Mionetto Gran Rosé is a very good sparkling wine with lots of rich fruit flavors that reflect the expertise of a master winemaker and the continued quality of one of Italy’s top wine producers.

In fact, this widely available wine is an excellent bridge from the bright, refreshing wines of summer to the hearty reds of winter. The Gran Rosé is extra dry like a warm weather wine, with evident fruit flavors that remind me that there will be robust red wines to enjoy in the coming months.

And the color also is a fall tip off, a rosé with a much darker hue than the wonderfully pale French rosés that carried us through the beastly heat of June, July and August.

However, there’s a but. It doesn’t have anything to do with the quality of the wine, so I’ll get to it later.

The Mionettos started making Prosecco in 1887 when Francesco Mionetto began producing sparkling, dry wine from the Prosecco grapes he grew in the family’s backyard vineyard. He put the wine in small kegs and peddled it to a handful of customers in their village of Valdobbiadene, just north of Venice, according to a history on the company’s website.

The venture went well and was profitable enough that Francesco convinced his two brothers to join him, and before long, the three Mionetto boys were serving a wide swath of northern Italy and building a reputation for good quality wine.

Everything was going swimmingly until the brothers were conscripted to serve in World War I. The record is a bit sketchy about the fate of the three Mionettos. Whether they were killed, injured or just lost their desire to make wine is unclear, but the winery remained fallow, damaged by war and deteriorating, until Francesco’s grandsons, Giovanni and Sergio Mionetto, decided in 1961 to fix up the old building and start making wine again.

The brothers’ efforts have been wildly successful, and in addition to their business acumen and winemaking skills, they’ve had a little help from the grapes. White wine Prosecco grapes grow well on the steep, rocky slopes of the foothills of the Dolomite mountains around Valdobbiadene, and the climate is ideal for the fruit’s delicate nature. The region that includes the village and the surrounding area is now considered the premier Prosecco producing district, and the Mionetto family deserves much of the credit for the wine’s popularity.

The company was one of the first to bring Prosecco to the United States, in the late 1990s, and now Mionetto USA is the leading importer of the wine in the country. In 2008, the prestigious German wine producer Henkell bought Mionetto from the family, but master winemaker Alessio del Savio, who trained under Sergio Mionetto, remains with the firm.

Although the company’s roots are tied to Prosecco, the Gran Rosé is not made from the grape, and it’s not apparent in Savio’s tasting notes which variety of grapes make up the blend.

*INSTRUCTIONS*
[1] Write out the passage of the Mionetto wine review that begins at the words "Mionetto Gran Rosé" and stops after the words "top wine producers.".
[2] According to the Mionetto wine review, why is the Gran Rosé a good bridge from summer wines to winter reds? Answer in one to three sentences.
[3] Carry on the review of Mionetto Gran Rosé from where it stops.

*AVAILABLE DATA*
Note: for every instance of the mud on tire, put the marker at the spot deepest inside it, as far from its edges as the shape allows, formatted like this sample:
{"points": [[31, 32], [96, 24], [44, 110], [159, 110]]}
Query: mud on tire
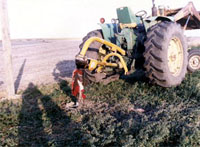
{"points": [[166, 54], [194, 60]]}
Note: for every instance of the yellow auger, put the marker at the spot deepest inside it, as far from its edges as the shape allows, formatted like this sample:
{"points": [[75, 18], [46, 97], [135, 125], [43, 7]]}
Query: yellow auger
{"points": [[93, 64]]}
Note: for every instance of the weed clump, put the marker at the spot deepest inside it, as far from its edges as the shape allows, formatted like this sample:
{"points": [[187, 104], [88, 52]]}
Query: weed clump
{"points": [[110, 116]]}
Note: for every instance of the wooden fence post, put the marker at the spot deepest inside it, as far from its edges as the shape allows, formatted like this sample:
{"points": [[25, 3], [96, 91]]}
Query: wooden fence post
{"points": [[6, 45]]}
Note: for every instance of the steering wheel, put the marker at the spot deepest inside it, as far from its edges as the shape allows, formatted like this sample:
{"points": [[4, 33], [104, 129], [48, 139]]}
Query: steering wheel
{"points": [[141, 14]]}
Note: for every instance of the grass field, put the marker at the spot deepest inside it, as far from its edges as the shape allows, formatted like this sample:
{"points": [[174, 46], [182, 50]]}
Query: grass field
{"points": [[111, 116]]}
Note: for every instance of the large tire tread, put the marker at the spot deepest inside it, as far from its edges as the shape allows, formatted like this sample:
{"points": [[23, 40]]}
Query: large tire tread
{"points": [[155, 59]]}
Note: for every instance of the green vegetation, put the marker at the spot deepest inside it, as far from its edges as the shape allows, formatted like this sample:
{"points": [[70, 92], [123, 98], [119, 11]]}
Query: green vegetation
{"points": [[109, 117]]}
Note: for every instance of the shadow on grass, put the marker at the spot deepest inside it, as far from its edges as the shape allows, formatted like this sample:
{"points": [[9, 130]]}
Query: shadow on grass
{"points": [[42, 122]]}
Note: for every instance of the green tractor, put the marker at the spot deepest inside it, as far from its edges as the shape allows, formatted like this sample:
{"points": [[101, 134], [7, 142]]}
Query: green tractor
{"points": [[154, 45]]}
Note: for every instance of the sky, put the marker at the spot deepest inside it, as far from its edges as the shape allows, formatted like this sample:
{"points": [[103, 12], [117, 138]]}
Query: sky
{"points": [[72, 18]]}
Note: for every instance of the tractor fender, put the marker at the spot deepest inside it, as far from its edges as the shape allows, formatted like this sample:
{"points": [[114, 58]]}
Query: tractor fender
{"points": [[164, 18]]}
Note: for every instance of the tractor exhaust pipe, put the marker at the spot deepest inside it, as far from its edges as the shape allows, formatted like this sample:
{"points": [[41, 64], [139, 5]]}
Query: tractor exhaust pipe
{"points": [[154, 9]]}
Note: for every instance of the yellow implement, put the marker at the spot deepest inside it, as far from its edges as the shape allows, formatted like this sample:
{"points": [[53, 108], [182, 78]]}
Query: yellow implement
{"points": [[116, 51]]}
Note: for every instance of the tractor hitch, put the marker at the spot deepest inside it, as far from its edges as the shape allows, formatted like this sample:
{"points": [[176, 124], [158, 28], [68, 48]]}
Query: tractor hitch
{"points": [[81, 61]]}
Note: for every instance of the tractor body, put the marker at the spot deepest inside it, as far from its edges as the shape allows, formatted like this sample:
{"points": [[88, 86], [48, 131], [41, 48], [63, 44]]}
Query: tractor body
{"points": [[155, 45]]}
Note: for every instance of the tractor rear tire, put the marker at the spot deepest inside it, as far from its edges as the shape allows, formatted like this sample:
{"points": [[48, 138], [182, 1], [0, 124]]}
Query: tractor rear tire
{"points": [[92, 53], [166, 56]]}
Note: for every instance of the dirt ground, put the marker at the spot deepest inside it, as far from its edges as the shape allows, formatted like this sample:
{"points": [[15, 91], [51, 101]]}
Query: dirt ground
{"points": [[40, 61], [44, 61]]}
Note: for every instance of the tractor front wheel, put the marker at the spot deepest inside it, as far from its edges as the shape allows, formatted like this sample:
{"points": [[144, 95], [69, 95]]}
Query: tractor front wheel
{"points": [[166, 54]]}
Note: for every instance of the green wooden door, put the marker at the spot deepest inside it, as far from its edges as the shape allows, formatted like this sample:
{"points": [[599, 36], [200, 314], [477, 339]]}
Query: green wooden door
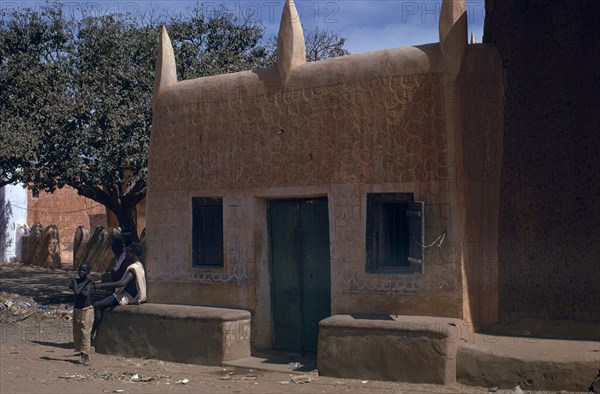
{"points": [[300, 277]]}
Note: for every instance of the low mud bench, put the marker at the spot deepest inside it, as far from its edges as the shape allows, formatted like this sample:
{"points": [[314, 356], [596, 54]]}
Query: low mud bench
{"points": [[416, 349], [180, 333]]}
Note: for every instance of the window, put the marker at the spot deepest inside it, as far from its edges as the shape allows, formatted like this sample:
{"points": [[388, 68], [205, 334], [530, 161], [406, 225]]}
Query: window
{"points": [[207, 231], [394, 233]]}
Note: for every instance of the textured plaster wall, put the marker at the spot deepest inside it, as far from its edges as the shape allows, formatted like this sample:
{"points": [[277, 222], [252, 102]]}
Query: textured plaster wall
{"points": [[342, 128], [550, 196]]}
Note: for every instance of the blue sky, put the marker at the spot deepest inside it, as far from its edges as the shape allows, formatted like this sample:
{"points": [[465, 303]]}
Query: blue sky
{"points": [[367, 25]]}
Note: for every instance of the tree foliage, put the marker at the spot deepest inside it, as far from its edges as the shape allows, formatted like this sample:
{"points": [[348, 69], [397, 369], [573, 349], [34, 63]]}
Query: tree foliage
{"points": [[76, 97], [320, 45]]}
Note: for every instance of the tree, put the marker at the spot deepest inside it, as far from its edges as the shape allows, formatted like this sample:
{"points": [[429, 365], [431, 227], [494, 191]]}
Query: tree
{"points": [[323, 44], [320, 45], [75, 108]]}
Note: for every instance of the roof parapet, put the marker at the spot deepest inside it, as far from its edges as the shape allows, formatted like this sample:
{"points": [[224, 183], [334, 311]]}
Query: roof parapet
{"points": [[291, 49], [165, 73]]}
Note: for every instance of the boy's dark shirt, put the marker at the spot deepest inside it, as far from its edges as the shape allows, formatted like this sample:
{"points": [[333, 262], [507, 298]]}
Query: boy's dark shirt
{"points": [[82, 292]]}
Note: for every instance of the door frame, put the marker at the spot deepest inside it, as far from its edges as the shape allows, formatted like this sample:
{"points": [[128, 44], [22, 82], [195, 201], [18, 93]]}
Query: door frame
{"points": [[271, 264]]}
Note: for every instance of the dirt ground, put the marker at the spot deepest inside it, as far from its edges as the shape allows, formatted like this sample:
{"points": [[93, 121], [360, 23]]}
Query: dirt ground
{"points": [[36, 354]]}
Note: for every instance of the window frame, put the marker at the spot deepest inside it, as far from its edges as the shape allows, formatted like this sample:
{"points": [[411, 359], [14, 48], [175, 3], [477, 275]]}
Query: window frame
{"points": [[213, 259], [411, 229]]}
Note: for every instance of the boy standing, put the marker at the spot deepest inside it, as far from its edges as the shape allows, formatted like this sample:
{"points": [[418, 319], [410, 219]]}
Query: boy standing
{"points": [[83, 312]]}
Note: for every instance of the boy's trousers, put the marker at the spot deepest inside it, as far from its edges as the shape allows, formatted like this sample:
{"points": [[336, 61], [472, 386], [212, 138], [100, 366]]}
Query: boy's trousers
{"points": [[83, 319]]}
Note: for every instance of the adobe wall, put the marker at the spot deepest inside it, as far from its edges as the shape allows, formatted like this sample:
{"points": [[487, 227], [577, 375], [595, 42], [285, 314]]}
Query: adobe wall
{"points": [[549, 205], [341, 128], [67, 210]]}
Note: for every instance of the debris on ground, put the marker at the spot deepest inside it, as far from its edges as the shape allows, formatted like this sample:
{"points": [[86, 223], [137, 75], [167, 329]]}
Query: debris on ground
{"points": [[15, 308]]}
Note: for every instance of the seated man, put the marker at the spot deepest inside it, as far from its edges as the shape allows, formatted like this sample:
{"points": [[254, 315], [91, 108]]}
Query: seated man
{"points": [[130, 289]]}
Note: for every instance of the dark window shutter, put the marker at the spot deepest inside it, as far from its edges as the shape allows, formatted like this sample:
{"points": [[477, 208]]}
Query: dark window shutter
{"points": [[416, 229], [207, 231]]}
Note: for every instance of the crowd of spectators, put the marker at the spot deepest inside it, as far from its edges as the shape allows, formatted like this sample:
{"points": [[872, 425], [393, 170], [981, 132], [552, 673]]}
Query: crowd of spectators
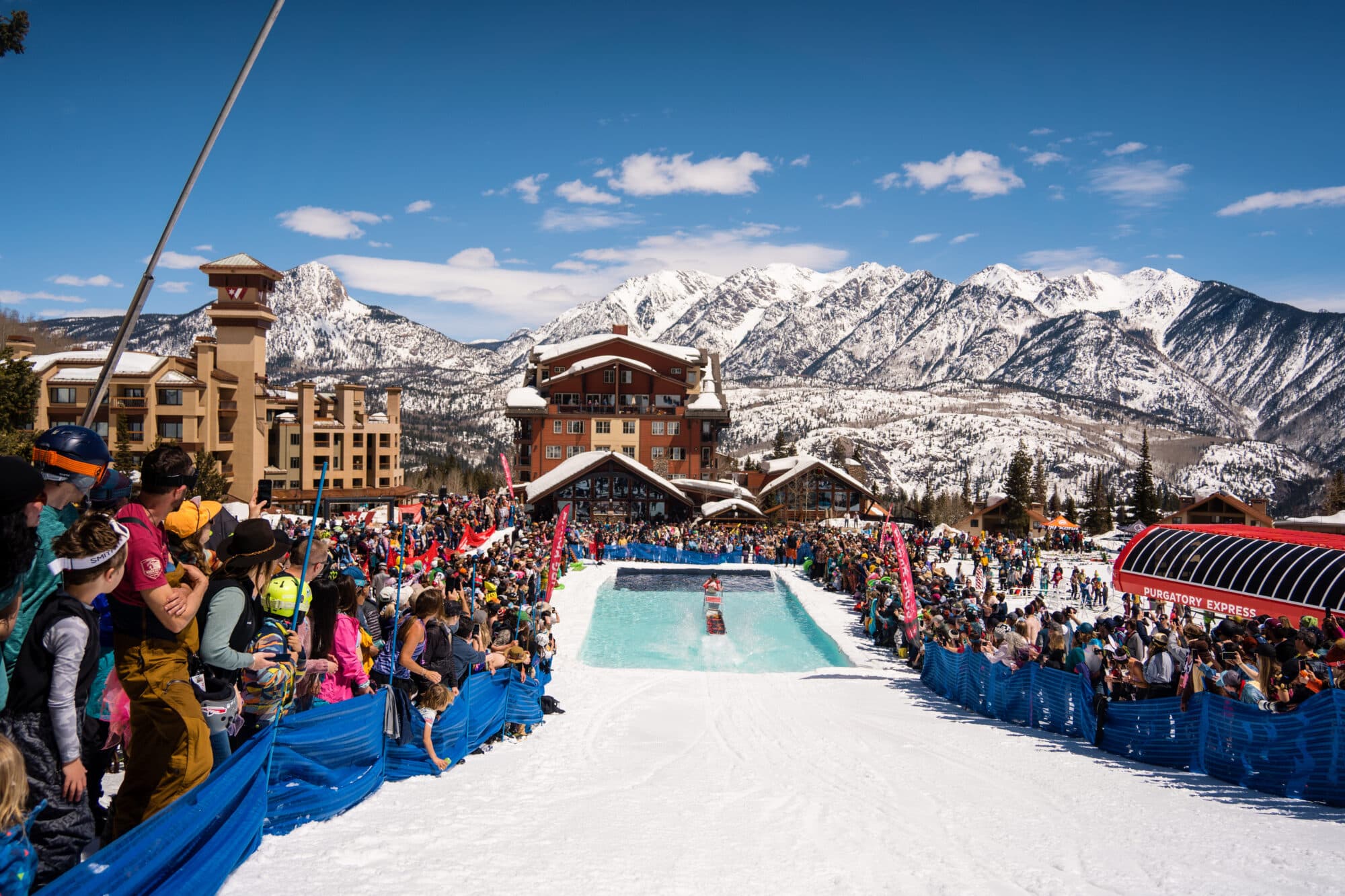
{"points": [[151, 628]]}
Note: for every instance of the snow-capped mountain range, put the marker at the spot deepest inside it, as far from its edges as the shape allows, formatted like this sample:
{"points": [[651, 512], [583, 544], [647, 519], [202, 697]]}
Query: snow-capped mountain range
{"points": [[1192, 360]]}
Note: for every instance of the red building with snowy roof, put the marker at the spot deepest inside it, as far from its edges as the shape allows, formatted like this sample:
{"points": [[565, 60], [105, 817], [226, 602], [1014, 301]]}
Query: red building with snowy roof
{"points": [[657, 404]]}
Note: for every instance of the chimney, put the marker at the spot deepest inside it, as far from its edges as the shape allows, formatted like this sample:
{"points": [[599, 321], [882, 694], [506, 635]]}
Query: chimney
{"points": [[21, 345]]}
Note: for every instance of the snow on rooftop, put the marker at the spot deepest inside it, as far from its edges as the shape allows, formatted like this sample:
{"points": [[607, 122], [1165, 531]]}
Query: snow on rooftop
{"points": [[525, 397], [684, 353], [582, 463], [712, 507], [602, 361], [131, 362]]}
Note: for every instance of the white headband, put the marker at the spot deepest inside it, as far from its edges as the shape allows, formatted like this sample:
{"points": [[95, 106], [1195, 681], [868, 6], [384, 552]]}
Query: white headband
{"points": [[93, 560]]}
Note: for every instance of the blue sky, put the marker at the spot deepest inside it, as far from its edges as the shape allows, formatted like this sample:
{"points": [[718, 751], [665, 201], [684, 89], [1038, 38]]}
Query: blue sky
{"points": [[484, 169]]}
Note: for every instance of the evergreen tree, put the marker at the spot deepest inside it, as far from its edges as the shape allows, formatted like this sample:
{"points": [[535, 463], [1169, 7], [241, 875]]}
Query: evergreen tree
{"points": [[122, 456], [1039, 482], [1019, 489], [212, 483], [1335, 501], [1144, 497]]}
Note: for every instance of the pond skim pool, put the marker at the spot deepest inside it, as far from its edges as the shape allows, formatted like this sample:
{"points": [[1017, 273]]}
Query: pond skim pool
{"points": [[656, 619]]}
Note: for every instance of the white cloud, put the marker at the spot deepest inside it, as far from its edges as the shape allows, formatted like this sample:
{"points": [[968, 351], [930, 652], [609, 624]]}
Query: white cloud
{"points": [[977, 173], [178, 261], [582, 220], [1126, 149], [1139, 184], [14, 296], [83, 313], [1058, 263], [1288, 200], [650, 175], [583, 193], [853, 202], [98, 280], [329, 224], [1044, 158], [516, 296], [529, 188]]}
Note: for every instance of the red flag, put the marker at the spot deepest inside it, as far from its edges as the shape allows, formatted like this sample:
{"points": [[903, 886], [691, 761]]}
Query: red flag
{"points": [[909, 588], [558, 544]]}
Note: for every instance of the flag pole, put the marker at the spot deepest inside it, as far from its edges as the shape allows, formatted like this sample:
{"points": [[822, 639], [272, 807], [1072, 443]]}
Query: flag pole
{"points": [[147, 280]]}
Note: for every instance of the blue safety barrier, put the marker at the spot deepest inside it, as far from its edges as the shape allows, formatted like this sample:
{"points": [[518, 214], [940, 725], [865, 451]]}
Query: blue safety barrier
{"points": [[321, 763], [1299, 754], [665, 555]]}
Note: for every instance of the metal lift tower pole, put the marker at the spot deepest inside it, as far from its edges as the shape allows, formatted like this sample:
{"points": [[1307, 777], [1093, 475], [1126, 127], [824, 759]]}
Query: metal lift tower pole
{"points": [[138, 302]]}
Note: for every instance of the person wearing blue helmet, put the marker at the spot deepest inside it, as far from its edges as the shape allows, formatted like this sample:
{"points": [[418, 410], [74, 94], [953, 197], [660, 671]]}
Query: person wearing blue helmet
{"points": [[71, 460]]}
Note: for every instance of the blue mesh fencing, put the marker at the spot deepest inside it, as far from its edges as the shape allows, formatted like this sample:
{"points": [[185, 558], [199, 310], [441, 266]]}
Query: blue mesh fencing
{"points": [[1297, 754], [313, 766], [665, 555]]}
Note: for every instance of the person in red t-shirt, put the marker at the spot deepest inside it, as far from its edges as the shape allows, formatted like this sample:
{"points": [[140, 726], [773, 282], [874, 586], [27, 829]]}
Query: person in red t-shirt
{"points": [[154, 635]]}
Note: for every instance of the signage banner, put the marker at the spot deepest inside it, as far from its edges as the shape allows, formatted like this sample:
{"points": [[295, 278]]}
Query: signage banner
{"points": [[558, 545]]}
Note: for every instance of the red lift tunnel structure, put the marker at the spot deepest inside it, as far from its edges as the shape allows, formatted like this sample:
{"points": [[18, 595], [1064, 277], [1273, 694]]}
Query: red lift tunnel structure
{"points": [[1237, 571]]}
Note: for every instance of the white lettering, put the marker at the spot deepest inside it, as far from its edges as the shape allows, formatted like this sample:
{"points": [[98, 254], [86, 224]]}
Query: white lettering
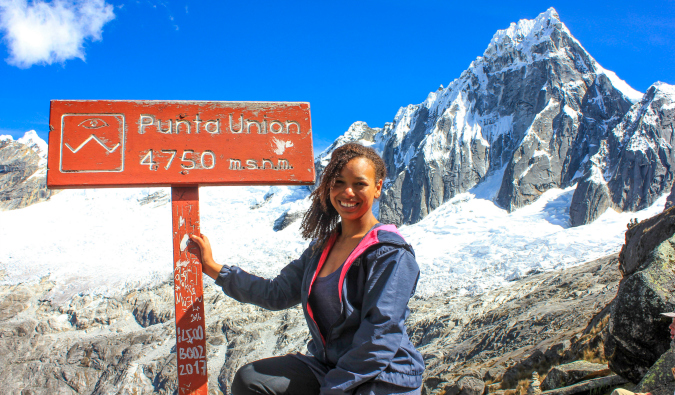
{"points": [[182, 122], [280, 127], [190, 161], [159, 127], [241, 124], [142, 124], [173, 155], [251, 123], [265, 161], [197, 122], [288, 126], [235, 164], [213, 159], [212, 126], [147, 160]]}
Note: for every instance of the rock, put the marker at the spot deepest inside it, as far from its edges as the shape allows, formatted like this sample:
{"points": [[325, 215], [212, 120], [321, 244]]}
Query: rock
{"points": [[638, 334], [643, 238], [572, 373], [494, 374], [286, 219], [466, 385], [520, 113], [659, 379], [590, 200], [534, 388], [23, 172], [642, 170], [589, 386]]}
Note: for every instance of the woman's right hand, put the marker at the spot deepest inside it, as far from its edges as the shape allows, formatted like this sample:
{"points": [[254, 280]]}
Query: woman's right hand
{"points": [[209, 266]]}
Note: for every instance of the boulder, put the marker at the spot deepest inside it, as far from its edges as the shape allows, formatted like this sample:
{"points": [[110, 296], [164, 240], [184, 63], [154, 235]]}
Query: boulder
{"points": [[572, 373], [467, 385], [660, 379], [638, 334], [643, 238], [589, 386]]}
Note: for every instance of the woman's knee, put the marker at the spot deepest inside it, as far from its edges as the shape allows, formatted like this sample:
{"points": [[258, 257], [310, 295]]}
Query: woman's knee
{"points": [[244, 381]]}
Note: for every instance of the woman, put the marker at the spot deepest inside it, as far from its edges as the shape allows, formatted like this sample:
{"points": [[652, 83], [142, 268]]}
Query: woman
{"points": [[354, 282]]}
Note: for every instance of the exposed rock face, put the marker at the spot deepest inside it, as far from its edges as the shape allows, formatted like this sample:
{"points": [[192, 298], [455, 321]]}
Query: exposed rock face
{"points": [[126, 344], [536, 102], [22, 172], [644, 140], [638, 335], [572, 373], [590, 200], [506, 334], [635, 163], [538, 106], [660, 379]]}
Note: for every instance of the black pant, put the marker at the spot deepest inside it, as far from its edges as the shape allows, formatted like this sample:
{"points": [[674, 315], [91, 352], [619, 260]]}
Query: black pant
{"points": [[272, 376], [288, 375]]}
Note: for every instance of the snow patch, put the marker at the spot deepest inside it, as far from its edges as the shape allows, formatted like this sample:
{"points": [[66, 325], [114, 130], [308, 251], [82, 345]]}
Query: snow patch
{"points": [[633, 95]]}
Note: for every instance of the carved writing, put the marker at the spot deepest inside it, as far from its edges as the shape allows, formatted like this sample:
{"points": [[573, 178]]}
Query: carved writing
{"points": [[231, 124]]}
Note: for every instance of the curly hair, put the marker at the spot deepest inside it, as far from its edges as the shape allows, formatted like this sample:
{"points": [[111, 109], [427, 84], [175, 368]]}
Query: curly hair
{"points": [[321, 219]]}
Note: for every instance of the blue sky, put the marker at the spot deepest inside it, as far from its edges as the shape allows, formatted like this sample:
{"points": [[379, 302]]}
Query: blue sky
{"points": [[352, 60]]}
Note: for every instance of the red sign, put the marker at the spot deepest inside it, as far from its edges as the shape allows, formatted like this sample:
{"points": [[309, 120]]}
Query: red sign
{"points": [[178, 143], [188, 293]]}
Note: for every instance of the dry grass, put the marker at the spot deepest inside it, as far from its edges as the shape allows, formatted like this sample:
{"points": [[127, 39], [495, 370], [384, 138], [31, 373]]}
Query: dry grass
{"points": [[522, 386], [595, 356]]}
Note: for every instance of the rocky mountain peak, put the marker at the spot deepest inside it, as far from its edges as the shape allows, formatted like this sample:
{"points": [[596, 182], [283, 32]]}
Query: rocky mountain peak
{"points": [[527, 33], [23, 167], [535, 107]]}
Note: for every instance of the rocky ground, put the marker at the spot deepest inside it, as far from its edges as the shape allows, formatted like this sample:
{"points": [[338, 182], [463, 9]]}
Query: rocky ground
{"points": [[125, 344]]}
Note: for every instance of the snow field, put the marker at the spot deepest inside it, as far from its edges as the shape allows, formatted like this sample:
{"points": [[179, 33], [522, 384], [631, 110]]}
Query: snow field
{"points": [[104, 241]]}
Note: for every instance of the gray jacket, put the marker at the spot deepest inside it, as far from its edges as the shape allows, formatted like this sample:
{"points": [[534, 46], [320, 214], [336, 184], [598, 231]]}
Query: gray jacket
{"points": [[369, 340]]}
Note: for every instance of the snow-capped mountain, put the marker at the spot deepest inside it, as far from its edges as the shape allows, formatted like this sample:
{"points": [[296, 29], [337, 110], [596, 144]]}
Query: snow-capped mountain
{"points": [[634, 164], [486, 177], [110, 241], [534, 107], [23, 165]]}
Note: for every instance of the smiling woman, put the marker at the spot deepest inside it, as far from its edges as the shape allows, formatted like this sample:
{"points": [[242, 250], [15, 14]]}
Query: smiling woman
{"points": [[354, 282]]}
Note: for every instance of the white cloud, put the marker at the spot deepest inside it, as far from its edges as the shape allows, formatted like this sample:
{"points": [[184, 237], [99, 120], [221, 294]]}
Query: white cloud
{"points": [[41, 32]]}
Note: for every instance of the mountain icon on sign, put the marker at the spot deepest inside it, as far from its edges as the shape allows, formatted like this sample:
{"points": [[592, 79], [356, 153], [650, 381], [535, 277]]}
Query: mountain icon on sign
{"points": [[92, 143]]}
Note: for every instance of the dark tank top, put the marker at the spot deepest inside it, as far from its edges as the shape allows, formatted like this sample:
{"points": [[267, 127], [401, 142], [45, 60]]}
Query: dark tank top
{"points": [[325, 301]]}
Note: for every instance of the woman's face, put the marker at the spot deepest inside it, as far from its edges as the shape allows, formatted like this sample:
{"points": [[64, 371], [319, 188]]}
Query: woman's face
{"points": [[354, 189]]}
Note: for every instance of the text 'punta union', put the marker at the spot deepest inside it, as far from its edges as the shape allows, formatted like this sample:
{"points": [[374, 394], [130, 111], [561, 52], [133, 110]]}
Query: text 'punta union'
{"points": [[148, 123]]}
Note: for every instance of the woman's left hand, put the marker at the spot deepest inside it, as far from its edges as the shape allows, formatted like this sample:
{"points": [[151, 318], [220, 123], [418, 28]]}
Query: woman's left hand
{"points": [[209, 266]]}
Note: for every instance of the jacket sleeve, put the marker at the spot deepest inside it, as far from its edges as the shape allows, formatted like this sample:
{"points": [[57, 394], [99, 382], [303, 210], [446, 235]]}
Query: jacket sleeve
{"points": [[278, 293], [392, 278]]}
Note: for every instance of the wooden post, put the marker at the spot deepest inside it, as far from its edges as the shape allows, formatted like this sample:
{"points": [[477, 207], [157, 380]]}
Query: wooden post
{"points": [[182, 144], [189, 293]]}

*RESULTS OF THE EXERCISE*
[1]
Mionetto Gran Rosé is a very good sparkling wine with lots of rich fruit flavors that reflect the expertise of a master winemaker and the continued quality of one of Italy’s top wine producers.

[2] The Gran Rosé is extra dry like a warm-weather wine, but its evident fruit flavors recall the robust reds of the coming months. Its color is also a sign of fall: it is a rosé with a much darker hue than the pale French rosés of summer.

[3]
Mionetto sources the grapes for its wines from a collective of farmers under long-term contracts with the company, an arrangement that gives the winemaker control over the quality of the fruit. The tasting notes say only that the Gran Rosé is a blend of red varietals grown in the northeastern Italian wine regions of Veneto, where the company is based, and Trentino, an adjoining region to the north in the western part of the Dolomites. My guess is it’s a blend of native red wine grapes that thrive in these regions.

The fruit is harvested in late September, given a gentle press and left for a few hours to macerate with the skins, pulp and seeds to give the wine a brilliant “peach blossom” hue, Savio says, noting that it has the aroma of pink grapefruit, pomegranate and black currant with a hint of wild rose. The flavors are influenced by well-balanced acidity with notes of red raspberry and strawberry and a fine persistent chain of bubbles, called perlage.

Like most winemakers, Savio seems a bit of a romantic, but he’s clearly employed his skills with Prosecco in the making of the Gran Rosé.

Here’s the “but.” My wife, Sandy, who studied Albert Munsell’s system of color on her way to an art degree, hates the color of the label and packaging of the Gran Rosé, which is a sort of purplish ­pink. It’s a distraction from the excellent wine and will turn off potential buyers, she says.

Perhaps, the label’s color has something to do with Mionetto’s “Pink Cork for the Cause” campaign to help fight breast cancer. Some of the Gran Rosé bottles on the U.S. market have pink corks. If you get one, you will be entered into a drawing to have $10,000 given to a breast cancer charity of your choosing. I’ve opened two bottles with no success — disappointing — but I guess I’ve narrowed the odds for someone else.